## ASSIGNED TASK
Copy the following passage about reincarnation and the online game analogy word for word.

## EXTRACT PROVIDED
Suppose that there are a tremendous number of souls but most don’t reside in humans. Suppose that good acts lead to an abundance of happy humans, and so the proliferation of humans is evidence that souls have been creating good karma. Certainly that makes sense, mathematically.

It seems very small minded to me to deny that reincarnation is a possibility. Consider an extended analogy between reincarnation and a multi-player online game:

The designers of the game (God) attempt to create rules (Karma) that rewards players (souls) for controlling their characters (humans) in a way that makes the game more fun (good karma). When the designers succeed (and God has), the online game flurishes, and more people join, the server space is increased, and more characters appear. Now, when a character dies, all of its game statistics are erased forever (all memories and the physical body are gone) but the player still has out-of-game status: knowledge of the game, friendships and alliances with other players (karmic status). If the player takes on a new character, even if that character begins weak, the player will hardly be on equal footing with the other weak characters controlled by newbie players.

## RECORDS PROVIDED
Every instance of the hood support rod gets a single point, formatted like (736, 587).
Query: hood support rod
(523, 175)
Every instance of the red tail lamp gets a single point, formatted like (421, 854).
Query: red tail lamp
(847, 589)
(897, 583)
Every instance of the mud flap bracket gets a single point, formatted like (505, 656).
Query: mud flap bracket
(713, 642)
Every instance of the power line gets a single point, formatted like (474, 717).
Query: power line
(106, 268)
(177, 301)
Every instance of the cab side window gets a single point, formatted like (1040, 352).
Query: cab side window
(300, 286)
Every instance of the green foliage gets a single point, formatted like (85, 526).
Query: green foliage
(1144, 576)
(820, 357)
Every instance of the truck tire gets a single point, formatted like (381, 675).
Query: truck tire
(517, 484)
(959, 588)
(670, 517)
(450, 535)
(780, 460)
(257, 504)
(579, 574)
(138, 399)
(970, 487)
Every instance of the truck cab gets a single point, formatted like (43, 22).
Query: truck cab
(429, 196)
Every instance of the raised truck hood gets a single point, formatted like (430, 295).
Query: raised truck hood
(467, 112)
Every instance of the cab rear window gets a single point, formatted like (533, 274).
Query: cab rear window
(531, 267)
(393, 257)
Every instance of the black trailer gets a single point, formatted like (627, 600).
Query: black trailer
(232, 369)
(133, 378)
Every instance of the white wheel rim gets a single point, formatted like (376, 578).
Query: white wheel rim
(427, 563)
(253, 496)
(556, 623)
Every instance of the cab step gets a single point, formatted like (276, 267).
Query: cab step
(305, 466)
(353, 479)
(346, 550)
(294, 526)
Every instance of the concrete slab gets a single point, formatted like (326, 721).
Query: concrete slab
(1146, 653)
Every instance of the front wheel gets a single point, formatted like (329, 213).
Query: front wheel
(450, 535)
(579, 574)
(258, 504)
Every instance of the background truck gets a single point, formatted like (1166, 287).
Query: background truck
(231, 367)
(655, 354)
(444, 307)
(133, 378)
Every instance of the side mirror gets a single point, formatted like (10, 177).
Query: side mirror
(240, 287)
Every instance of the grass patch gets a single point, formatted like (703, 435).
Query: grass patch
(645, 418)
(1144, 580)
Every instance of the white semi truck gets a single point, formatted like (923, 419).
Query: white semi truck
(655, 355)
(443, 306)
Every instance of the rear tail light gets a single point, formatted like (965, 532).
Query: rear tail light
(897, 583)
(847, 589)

## RESPONSE AREA
Suppose that there are a tremendous number of souls but most don’t reside in humans. Suppose that good acts lead to an abundance of happy humans, and so the proliferation of humans is evidence that souls have been creating good karma. Certainly that makes sense, mathematically.

It seems very small minded to me to deny that reincarnation is a possibility. Consider an extended analogy between reincarnation and a multi-player online game:

The designers of the game (God) attempt to create rules (Karma) that rewards players (souls) for controlling their characters (humans) in a way that makes the game more fun (good karma). When the designers succeed (and God has), the online game flurishes, and more people join, the server space is increased, and more characters appear. Now, when a character dies, all of its game statistics are erased forever (all memories and the physical body are gone) but the player still has out-of-game status: knowledge of the game, friendships and alliances with other players (karmic status). If the player takes on a new character, even if that character begins weak, the player will hardly be on equal footing with the other weak characters controlled by newbie players.